(The request): Repeat the whole listing exactly as written.

begin

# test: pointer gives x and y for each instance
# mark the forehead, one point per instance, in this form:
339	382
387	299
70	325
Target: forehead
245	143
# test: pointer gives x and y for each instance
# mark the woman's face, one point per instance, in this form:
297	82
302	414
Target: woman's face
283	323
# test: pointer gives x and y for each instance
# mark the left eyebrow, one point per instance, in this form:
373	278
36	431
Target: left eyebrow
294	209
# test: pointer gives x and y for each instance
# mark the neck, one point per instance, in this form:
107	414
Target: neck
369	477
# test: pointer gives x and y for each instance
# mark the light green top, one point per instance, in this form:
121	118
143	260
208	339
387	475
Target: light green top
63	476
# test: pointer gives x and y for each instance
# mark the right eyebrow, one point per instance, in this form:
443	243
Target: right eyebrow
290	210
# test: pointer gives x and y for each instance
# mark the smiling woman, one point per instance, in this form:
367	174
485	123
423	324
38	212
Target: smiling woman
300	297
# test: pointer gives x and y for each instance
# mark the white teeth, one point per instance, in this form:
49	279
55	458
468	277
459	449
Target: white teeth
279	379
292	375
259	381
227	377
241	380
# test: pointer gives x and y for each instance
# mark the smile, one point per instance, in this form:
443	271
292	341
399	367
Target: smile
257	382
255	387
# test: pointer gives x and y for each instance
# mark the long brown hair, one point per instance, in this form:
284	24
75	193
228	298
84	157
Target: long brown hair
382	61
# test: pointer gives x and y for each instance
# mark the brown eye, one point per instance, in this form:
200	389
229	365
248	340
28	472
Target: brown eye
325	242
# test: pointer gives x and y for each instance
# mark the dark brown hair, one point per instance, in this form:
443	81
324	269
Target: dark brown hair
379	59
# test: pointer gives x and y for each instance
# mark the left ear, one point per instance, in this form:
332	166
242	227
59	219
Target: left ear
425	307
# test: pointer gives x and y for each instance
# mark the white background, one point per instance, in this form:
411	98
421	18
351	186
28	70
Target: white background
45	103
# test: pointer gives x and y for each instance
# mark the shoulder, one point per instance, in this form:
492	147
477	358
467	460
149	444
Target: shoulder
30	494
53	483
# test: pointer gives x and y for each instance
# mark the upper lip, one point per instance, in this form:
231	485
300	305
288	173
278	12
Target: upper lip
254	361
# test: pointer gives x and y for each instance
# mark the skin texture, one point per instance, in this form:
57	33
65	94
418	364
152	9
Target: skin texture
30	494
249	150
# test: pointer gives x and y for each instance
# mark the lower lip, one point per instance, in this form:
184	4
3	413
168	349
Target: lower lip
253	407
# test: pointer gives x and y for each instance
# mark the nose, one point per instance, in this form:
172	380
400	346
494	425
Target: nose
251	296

end

(The reply):
# test: pointer gives x and y for each instance
# mark the forehead, one point per instance, in this form:
339	382
387	299
70	325
Target: forehead
245	143
# test: pointer gives x and y for each instance
# mark the woman's face, one point per instance, in this form:
297	82
302	414
Target: woman's face
283	323
# test: pointer gives x and y for each instance
# mark the left eyebrow, one point per instance, in this form:
373	278
36	431
Target: left eyebrow
294	209
# test: pointer gives x and y for each instance
# mark the neck, one point per instance, in this form:
107	414
Target: neck
369	477
# test: pointer gives x and y for each instance
# mark the light green top, one point per instance, in this form:
121	118
143	260
208	339
387	475
Target: light green top
63	476
# test: pointer gives x and y for each instance
# mark the right eyebrow, one point per instance, in this form:
443	243
Target: right eyebrow
290	210
# test: pointer gives x and y for each instance
# mark the smiling woman, one point per instance, in this form:
367	174
485	123
423	324
38	212
Target: smiling woman
300	297
# test: pointer gives x and y for each instance
# mark the white teeth, one point per instance, in this form:
49	279
55	458
468	277
459	449
Target: white teeth
279	379
292	375
259	381
227	377
241	380
# test: pointer gives x and y for each instance
# mark the smile, one point per instance, in this form:
443	271
292	341
399	367
Target: smile
257	382
255	387
# test: pointer gives x and y for each instance
# mark the long brown hair, one point per instance, in this form:
284	24
75	193
228	298
84	157
Target: long brown hair
382	61
# test: pointer gives x and y for each instance
# mark the brown eye, one point per instance, in this form:
200	389
229	365
248	340
28	472
Target: brown eye
325	242
# test: pointer gives x and y for each instance
# mark the dark brown hair, one point per instance, in this form:
443	81
324	269
Target: dark brown hair
379	59
# test: pointer gives x and y for each instance
# mark the left ear, one point per instance, in this form:
332	166
242	227
59	219
Target: left ear
425	307
# test: pointer gives x and y for each instance
# mark the white background, one point per instance, in this form:
411	98
421	18
351	186
28	70
Target: white background
45	103
# test: pointer gives x and y for each instance
# mark the shoulder, one point per instance, in this form:
492	147
477	358
467	460
149	444
Target: shoulder
30	494
53	483
# test: pointer gives x and y for each instance
# mark the upper lip, one point per instance, in this form:
231	485
300	305
288	173
278	12
Target: upper lip
254	361
# test: pointer gives x and y for each instance
# mark the skin texture, one point per instance, in this form:
57	33
65	94
418	364
152	9
Target: skin texture
30	494
249	150
# test: pointer gives x and y for each instance
# mark the lower lip, one point per instance, in this form:
184	4
3	413
168	349
Target: lower lip
253	407
# test: pointer gives x and y for each instance
# mark the nose, one point per instance, in this form:
172	380
400	346
494	425
Target: nose
251	296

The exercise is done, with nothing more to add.